_Source records:_
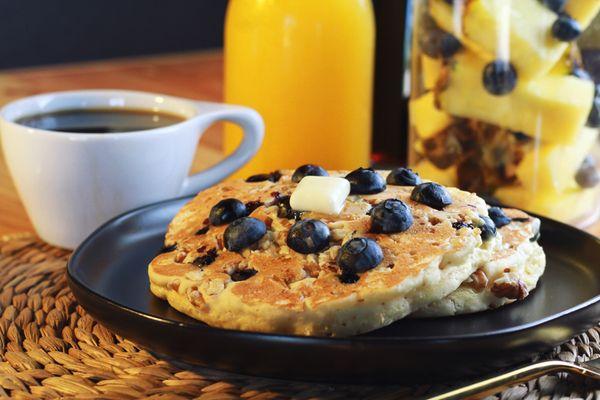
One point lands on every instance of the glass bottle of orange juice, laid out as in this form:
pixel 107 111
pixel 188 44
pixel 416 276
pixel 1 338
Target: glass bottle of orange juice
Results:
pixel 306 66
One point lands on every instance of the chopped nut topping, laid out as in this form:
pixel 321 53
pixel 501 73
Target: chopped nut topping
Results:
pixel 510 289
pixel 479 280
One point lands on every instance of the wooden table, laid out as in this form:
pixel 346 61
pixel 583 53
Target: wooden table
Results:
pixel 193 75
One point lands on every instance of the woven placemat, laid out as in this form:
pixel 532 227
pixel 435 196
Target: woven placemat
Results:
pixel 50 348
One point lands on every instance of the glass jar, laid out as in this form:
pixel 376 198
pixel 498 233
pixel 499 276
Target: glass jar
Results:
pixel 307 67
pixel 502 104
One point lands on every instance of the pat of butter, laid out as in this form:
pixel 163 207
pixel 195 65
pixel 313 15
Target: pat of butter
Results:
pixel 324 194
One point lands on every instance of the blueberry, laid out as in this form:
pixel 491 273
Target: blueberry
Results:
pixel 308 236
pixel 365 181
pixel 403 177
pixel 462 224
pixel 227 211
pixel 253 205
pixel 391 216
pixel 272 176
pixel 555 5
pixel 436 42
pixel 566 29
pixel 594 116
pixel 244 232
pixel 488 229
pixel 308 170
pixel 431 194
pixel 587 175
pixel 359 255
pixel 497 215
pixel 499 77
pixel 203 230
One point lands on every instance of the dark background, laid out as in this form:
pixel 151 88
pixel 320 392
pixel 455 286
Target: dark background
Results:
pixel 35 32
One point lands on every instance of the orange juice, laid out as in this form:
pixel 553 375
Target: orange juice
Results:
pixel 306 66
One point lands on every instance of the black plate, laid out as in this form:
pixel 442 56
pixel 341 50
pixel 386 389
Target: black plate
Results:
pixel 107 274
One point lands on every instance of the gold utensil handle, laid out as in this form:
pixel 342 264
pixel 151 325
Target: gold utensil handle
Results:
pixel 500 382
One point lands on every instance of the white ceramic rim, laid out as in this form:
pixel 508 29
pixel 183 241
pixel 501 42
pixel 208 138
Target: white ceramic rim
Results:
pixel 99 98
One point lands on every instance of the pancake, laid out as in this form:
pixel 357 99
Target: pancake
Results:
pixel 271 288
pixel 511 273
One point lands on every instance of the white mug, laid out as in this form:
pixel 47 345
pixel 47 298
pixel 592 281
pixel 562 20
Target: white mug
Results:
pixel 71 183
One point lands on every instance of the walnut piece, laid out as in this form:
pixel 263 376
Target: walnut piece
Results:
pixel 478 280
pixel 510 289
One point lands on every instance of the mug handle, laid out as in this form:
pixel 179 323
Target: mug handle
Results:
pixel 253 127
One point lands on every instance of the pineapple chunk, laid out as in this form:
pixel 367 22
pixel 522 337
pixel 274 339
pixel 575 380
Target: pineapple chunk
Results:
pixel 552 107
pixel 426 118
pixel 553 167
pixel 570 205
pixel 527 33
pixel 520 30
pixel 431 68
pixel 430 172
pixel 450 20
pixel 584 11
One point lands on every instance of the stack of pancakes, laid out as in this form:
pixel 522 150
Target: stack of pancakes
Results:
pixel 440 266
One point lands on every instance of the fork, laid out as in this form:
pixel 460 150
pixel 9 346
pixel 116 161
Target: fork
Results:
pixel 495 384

---

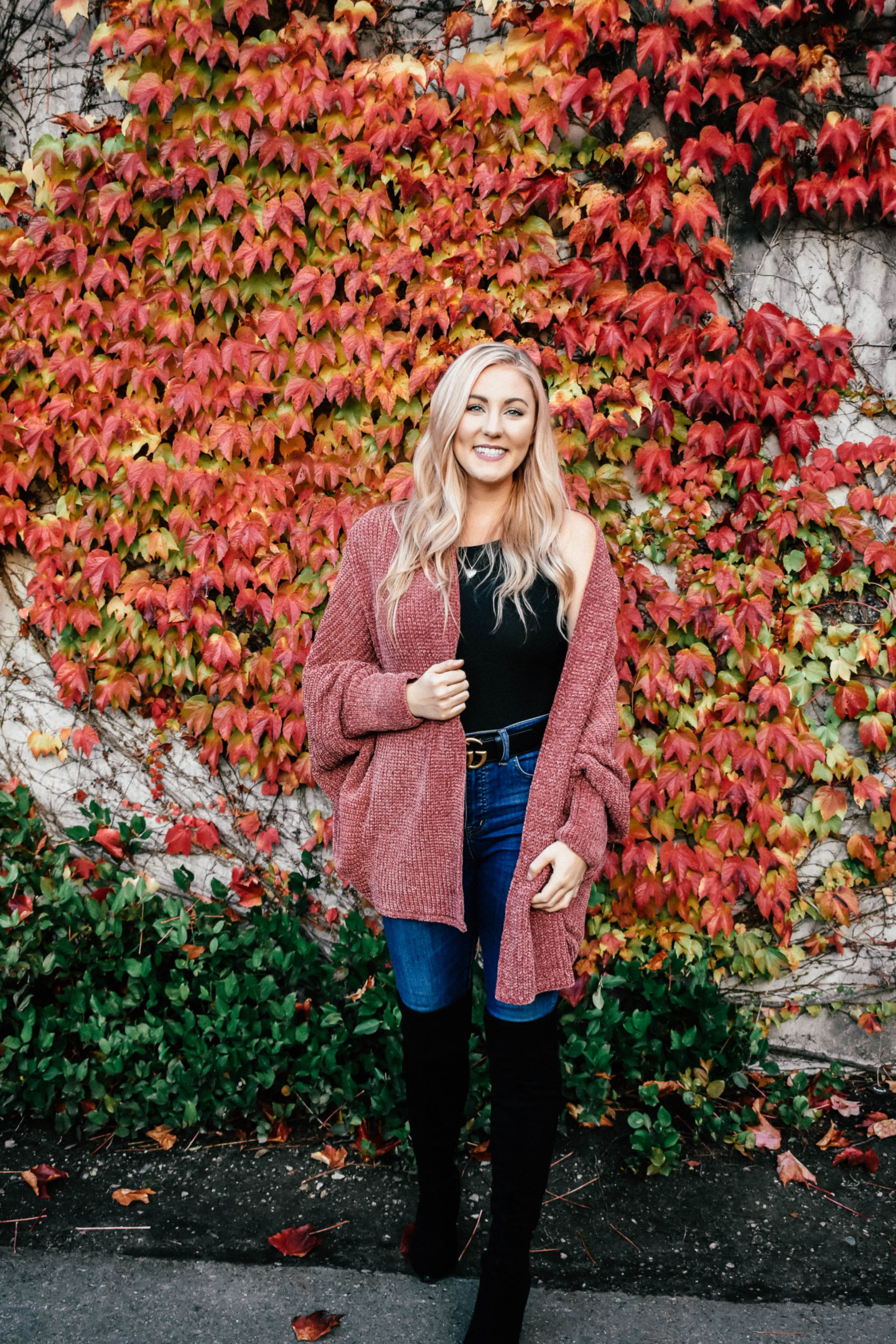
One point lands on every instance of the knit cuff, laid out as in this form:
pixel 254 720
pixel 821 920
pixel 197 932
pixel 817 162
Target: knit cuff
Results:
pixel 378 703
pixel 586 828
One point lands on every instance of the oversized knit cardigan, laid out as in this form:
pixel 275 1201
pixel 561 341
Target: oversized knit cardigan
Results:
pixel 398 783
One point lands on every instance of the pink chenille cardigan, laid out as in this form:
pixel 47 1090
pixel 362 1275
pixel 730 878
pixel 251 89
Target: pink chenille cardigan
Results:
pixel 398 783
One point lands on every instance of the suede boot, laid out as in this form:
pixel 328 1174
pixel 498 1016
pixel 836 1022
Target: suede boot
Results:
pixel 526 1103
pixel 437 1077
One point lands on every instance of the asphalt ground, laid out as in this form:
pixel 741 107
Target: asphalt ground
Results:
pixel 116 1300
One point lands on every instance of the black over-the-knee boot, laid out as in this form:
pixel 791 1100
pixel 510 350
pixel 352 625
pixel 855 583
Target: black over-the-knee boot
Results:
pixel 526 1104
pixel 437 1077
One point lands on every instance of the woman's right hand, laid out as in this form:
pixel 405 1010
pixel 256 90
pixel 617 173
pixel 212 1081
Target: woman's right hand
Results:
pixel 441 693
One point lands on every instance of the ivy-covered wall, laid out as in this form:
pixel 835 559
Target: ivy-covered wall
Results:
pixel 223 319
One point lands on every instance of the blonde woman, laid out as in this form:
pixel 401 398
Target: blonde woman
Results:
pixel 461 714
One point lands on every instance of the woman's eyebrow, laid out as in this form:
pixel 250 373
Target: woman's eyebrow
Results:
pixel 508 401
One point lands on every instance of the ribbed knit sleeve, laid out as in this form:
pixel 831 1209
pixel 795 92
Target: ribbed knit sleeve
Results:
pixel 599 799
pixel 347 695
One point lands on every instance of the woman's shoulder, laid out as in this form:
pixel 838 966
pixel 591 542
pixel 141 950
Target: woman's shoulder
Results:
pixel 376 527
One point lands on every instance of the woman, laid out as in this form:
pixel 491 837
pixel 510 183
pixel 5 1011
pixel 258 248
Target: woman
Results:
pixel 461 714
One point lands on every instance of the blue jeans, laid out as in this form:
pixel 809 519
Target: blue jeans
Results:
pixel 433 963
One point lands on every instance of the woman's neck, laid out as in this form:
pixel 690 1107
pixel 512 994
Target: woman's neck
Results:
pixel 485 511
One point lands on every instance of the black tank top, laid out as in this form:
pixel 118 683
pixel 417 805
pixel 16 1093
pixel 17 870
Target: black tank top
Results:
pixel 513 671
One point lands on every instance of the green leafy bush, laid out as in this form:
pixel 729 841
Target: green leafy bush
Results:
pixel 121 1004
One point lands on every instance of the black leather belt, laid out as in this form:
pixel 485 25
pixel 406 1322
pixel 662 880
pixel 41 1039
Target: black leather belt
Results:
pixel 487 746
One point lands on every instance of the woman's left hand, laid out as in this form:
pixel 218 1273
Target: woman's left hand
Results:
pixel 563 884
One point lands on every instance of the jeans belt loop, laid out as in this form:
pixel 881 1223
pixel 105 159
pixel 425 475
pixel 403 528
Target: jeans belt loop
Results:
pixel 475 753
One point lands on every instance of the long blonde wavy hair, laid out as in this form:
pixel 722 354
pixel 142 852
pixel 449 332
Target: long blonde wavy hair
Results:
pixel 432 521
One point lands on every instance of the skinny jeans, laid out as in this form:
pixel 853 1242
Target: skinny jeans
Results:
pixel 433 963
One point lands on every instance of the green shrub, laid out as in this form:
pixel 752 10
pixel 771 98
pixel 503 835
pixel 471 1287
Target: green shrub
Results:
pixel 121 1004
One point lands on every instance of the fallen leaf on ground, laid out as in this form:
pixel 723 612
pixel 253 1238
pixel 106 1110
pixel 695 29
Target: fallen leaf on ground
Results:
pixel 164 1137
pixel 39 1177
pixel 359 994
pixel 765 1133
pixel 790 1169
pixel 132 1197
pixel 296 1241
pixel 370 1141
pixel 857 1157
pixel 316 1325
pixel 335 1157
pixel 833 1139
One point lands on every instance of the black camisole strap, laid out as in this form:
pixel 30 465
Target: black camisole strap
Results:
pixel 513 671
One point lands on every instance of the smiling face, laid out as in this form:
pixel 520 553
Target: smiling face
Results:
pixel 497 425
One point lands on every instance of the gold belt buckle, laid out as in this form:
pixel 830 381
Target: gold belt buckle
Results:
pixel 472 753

* * *

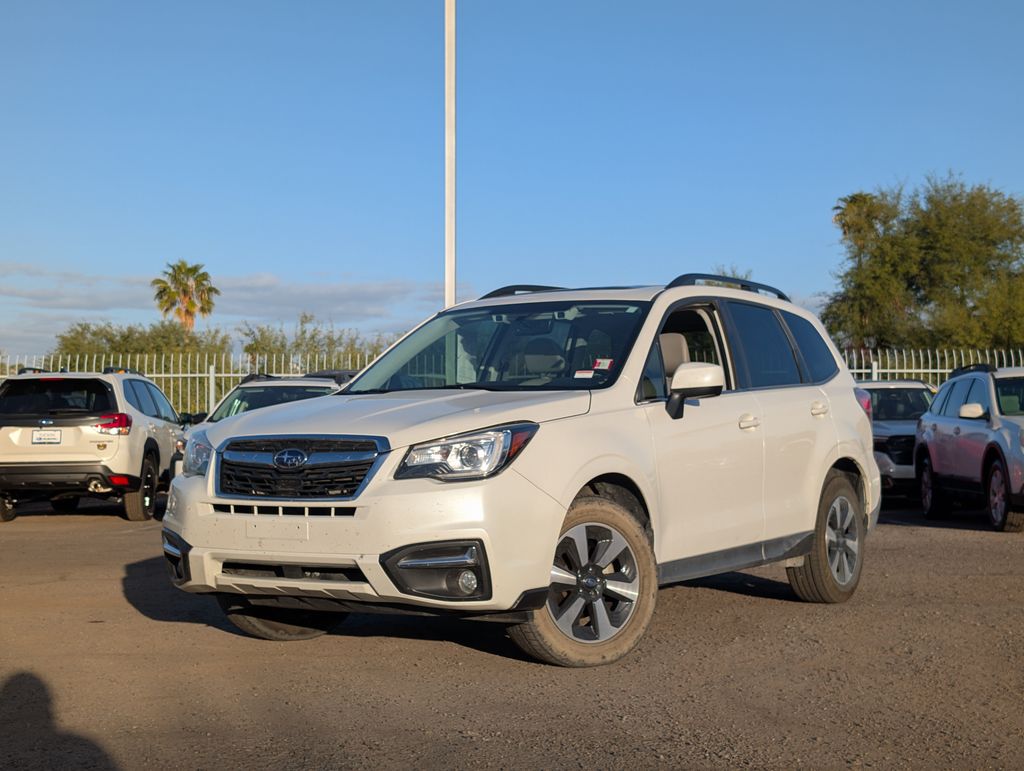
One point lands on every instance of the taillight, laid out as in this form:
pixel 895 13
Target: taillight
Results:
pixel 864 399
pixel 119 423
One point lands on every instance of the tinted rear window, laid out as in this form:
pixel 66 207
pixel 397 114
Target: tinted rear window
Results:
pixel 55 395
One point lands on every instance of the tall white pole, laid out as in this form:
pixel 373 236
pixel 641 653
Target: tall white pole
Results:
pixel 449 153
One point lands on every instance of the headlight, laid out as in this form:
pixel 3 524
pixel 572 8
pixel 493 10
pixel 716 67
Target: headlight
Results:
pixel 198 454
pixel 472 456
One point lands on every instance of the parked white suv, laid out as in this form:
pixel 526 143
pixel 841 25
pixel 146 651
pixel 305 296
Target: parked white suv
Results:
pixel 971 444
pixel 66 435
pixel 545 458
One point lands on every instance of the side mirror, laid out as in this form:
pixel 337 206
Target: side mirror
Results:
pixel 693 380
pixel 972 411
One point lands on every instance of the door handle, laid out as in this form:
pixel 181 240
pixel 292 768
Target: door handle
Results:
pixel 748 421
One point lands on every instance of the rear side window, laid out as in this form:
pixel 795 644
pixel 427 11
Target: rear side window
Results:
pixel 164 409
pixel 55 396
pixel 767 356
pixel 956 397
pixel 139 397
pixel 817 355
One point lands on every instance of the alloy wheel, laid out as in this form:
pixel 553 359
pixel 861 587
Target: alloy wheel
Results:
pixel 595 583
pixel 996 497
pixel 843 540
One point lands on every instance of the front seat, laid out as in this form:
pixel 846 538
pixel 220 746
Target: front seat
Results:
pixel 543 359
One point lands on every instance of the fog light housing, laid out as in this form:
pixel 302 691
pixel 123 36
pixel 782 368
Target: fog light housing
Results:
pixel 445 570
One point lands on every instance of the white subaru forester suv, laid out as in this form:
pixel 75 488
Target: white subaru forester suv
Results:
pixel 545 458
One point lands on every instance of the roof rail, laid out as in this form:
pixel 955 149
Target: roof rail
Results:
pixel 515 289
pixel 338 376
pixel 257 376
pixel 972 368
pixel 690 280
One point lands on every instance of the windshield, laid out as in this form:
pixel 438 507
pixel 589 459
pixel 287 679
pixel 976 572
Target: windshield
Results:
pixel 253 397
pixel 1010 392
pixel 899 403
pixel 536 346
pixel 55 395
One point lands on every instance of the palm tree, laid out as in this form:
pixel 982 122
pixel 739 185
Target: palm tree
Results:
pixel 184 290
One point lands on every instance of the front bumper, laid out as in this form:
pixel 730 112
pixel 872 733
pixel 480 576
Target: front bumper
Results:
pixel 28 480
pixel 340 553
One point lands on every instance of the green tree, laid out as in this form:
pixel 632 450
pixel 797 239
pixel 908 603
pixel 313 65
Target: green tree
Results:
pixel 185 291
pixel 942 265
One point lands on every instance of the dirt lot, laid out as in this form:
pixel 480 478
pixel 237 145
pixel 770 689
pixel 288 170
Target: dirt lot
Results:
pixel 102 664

_Work to complete:_ Count, in the records above, the lines that contain the word "skinny"; the answer is that number alone.

_Result of the exercise:_ 2